↓↓↓
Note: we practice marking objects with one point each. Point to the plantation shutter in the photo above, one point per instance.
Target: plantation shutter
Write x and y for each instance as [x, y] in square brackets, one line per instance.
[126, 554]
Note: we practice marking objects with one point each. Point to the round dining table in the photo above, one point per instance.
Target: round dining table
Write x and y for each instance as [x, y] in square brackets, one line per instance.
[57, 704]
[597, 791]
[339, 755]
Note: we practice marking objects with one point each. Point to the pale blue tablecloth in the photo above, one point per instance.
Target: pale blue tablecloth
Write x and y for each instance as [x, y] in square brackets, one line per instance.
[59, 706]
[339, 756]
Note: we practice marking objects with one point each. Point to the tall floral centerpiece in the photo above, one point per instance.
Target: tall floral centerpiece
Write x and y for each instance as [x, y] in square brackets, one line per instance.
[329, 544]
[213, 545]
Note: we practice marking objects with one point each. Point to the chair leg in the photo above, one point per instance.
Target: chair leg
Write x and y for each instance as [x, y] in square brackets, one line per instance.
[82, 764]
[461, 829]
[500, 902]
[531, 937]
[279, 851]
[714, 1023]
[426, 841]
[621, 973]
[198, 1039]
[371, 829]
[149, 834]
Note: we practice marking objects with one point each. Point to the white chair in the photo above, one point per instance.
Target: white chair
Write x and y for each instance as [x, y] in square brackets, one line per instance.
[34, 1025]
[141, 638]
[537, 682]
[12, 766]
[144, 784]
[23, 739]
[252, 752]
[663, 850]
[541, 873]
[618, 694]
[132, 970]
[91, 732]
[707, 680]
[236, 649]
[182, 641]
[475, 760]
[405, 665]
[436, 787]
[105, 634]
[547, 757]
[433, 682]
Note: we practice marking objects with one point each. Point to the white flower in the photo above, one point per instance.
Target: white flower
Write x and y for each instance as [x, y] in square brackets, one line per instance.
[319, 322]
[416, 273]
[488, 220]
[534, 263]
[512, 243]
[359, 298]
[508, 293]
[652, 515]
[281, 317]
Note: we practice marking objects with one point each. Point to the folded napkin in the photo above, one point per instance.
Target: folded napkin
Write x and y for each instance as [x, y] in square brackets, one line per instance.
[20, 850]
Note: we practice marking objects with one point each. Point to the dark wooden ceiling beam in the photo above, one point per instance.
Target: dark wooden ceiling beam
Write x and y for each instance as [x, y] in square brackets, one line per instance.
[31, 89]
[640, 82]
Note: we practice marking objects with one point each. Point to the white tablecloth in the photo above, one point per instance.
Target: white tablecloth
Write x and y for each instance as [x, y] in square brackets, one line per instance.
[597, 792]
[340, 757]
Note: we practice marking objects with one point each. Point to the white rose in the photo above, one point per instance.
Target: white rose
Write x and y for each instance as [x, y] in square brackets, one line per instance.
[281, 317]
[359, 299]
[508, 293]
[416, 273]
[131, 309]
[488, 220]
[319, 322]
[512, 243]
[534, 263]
↑↑↑
*Request:* Turn all of the data above into a numbered list, leaving out any blank lines.

*Result:*
1. Note: we practice marking objects with one point each. Point to the plantation shutter in the photo above, one point per instance.
2. Target: plantation shutter
3. Write x and y for each instance as [x, y] in square brackets, one line per instance.
4. [126, 554]
5. Note: we practice marking objects with one point each. Point to the round dining table in the photo above, one point per instance.
6. Target: round dining table
7. Write x and y for each instance as [x, y] in square brackets, one line per instance.
8. [57, 704]
9. [597, 791]
10. [339, 755]
11. Note: we practice marking objects with one point each. Point to the pale blue tablecloth in the photo above, one point per instance.
12. Target: pale blue tablecloth
13. Write x and y for each instance as [x, y] in square brackets, one line per instance.
14. [59, 706]
15. [339, 756]
16. Note: we practice marking objects with one point each. Point to the tall floral centerpiece in the photo above, one point per instance.
17. Target: tall floral centerpiece
18. Write x and y for each instance as [x, y] in square brackets, one line per instance.
19. [329, 544]
20. [213, 545]
21. Note: we practice marking objects with one point each. Point to the chair leg in the photo above, one point per instance.
22. Target: chair leg
23. Write x and y for each instance as [x, y] in square brackets, one line per instance.
24. [82, 764]
25. [461, 829]
26. [500, 902]
27. [531, 937]
28. [279, 851]
29. [714, 1023]
30. [426, 841]
31. [621, 973]
32. [198, 1039]
33. [371, 829]
34. [149, 834]
35. Note: we practice marking objects with one point each. Point to the white chair in the photo above, one point per instance.
36. Target: white chair
37. Write x and y for each instance as [x, y] in square brackets, one line per instance.
38. [34, 1025]
39. [141, 638]
40. [537, 682]
41. [12, 766]
42. [144, 784]
43. [23, 739]
44. [252, 752]
45. [663, 850]
46. [541, 873]
47. [618, 694]
48. [132, 970]
49. [91, 732]
50. [707, 680]
51. [236, 649]
52. [182, 641]
53. [475, 760]
54. [405, 665]
55. [436, 787]
56. [105, 634]
57. [547, 757]
58. [433, 682]
59. Note: we practice marking objects with one point each. Point to the white flower in the photo above, one point per instance.
60. Target: white flower
61. Write x and y for each instance as [x, y] in square brackets, one line per instance.
62. [319, 322]
63. [416, 273]
64. [488, 220]
65. [534, 263]
66. [512, 243]
67. [359, 298]
68. [508, 293]
69. [652, 515]
70. [281, 317]
71. Note: we practice marking objects with one point each. Point to the folded napkin in the photo above, one point per instance.
72. Target: folded napkin
73. Write x and y for each instance as [x, y] in square brackets, one line per instance.
74. [20, 850]
75. Note: we practice marking objects with one point each. Point to the dark wooden ceiling beam in the photo above, one point per instance.
76. Target: dark wooden ceiling beam
77. Write x and y for each instance as [x, y] in square brackets, one line per instance.
78. [31, 89]
79. [640, 82]
80. Note: we practice marking objects with one point each. Point to the white tablecloth in the photo above, one point per instance.
81. Target: white tablecloth
82. Write x and y for each instance as [x, y] in square brackets, one line per instance.
83. [597, 792]
84. [340, 757]
85. Note: we practice marking objects with one point each. Point to the white rose in the photo above, one point per instance.
86. Target: white rose
87. Write x and y for each instance as [x, y] in square brackets, one line per instance.
88. [281, 317]
89. [359, 299]
90. [508, 293]
91. [416, 273]
92. [131, 309]
93. [488, 220]
94. [319, 322]
95. [512, 243]
96. [534, 263]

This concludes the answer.